**Your goal:**
Lines from the one containing "top-left (310, 75), bottom-right (341, 228)" through the end of the data below are to be transcribed exactly; leave out all others.

[Saved data entries]
^^^^^^^^

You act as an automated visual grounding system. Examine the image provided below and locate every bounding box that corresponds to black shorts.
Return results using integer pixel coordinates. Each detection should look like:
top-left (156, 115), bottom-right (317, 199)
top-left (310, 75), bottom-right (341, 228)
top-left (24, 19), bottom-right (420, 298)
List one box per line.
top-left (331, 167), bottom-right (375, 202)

^^^^^^^^

**Your response:**
top-left (310, 75), bottom-right (341, 228)
top-left (24, 19), bottom-right (420, 298)
List one box per line.
top-left (331, 167), bottom-right (375, 202)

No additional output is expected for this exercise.